> _Data for this exercise_
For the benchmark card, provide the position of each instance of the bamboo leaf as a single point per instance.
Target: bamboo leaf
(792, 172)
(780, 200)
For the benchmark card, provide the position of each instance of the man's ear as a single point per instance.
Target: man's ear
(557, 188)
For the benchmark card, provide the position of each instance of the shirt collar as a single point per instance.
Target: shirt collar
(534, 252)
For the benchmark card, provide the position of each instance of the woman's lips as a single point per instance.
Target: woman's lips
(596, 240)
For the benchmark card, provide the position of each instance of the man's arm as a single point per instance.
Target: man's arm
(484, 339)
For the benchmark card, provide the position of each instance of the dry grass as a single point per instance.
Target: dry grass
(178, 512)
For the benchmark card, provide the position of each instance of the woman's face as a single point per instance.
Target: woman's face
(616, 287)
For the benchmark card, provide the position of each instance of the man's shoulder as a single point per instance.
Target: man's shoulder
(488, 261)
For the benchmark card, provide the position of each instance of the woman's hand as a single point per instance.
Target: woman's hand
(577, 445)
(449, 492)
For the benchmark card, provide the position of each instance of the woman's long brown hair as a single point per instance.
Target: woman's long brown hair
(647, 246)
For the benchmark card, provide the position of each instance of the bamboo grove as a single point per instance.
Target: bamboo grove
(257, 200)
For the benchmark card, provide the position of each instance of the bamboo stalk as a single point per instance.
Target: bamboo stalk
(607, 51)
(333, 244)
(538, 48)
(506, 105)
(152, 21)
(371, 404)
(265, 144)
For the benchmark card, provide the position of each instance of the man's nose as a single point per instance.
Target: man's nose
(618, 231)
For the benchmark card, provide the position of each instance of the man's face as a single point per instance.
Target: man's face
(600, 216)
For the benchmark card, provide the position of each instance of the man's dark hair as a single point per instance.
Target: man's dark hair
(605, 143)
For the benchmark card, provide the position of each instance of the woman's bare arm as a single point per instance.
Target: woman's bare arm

> _Task prompt_
Lay out every line of the data above as a numbered list, omitting any blank lines.

> _Solution_
1. For the benchmark card, provide the position of each instance of the bamboo leaf as a single point per instance.
2. Target: bamboo leaf
3. (792, 172)
4. (780, 200)
5. For the benchmark card, provide the position of each instance of the man's ear as a single point per instance.
6. Target: man's ear
7. (557, 188)
8. For the benchmark card, provide the position of each instance of the shirt collar as a single point per instance.
9. Target: shirt collar
10. (534, 252)
11. For the benchmark card, provide the position of each instance of the woman's lips as a single point per instance.
12. Target: woman's lips
13. (596, 240)
14. For the benchmark card, provide the position of each instance of the man's arm as a single point per instance.
15. Target: man's arm
16. (484, 339)
17. For the benchmark card, provide the position of each instance of the dry grass as a single point per instance.
18. Target: dry grass
19. (178, 512)
20. For the benchmark card, provide the position of each instance of the woman's face as a single point per instance.
21. Target: woman's face
22. (616, 287)
23. For the benchmark card, provide the position of each instance of the man's shoulder as a single point per instance.
24. Target: man's shoulder
25. (488, 261)
26. For the benchmark card, provide the position of each instance of the woman's hand as a single point per instance.
27. Target: woman's hand
28. (577, 445)
29. (449, 492)
30. For the benchmark card, provide the position of each instance of the woman's long brown hair as a single point per instance.
31. Target: woman's long brown hair
32. (647, 246)
33. For the benchmark card, provide the position of each instance of the bamboo grove as a single point per instance.
34. Target: bamboo grove
35. (257, 200)
36. For the benchmark card, provide the position of each instance of the bamboo stalk as a single point per instance.
37. Target: bamboo stalk
38. (607, 51)
39. (333, 244)
40. (538, 48)
41. (506, 105)
42. (152, 21)
43. (371, 404)
44. (265, 144)
45. For the benchmark card, provide the position of each instance of the man's nose as a single point per instance.
46. Target: man's nose
47. (618, 231)
48. For the benchmark card, provide the position of each instance of the man's face as a single point per instance.
49. Target: man's face
50. (600, 216)
51. For the benchmark card, provide the position of each instance of the man's dark hair as a single point per instance.
52. Target: man's dark hair
53. (605, 143)
54. For the benchmark card, provide the position of each instance of the woman's bare arm as a single point per instance.
55. Target: woman's bare arm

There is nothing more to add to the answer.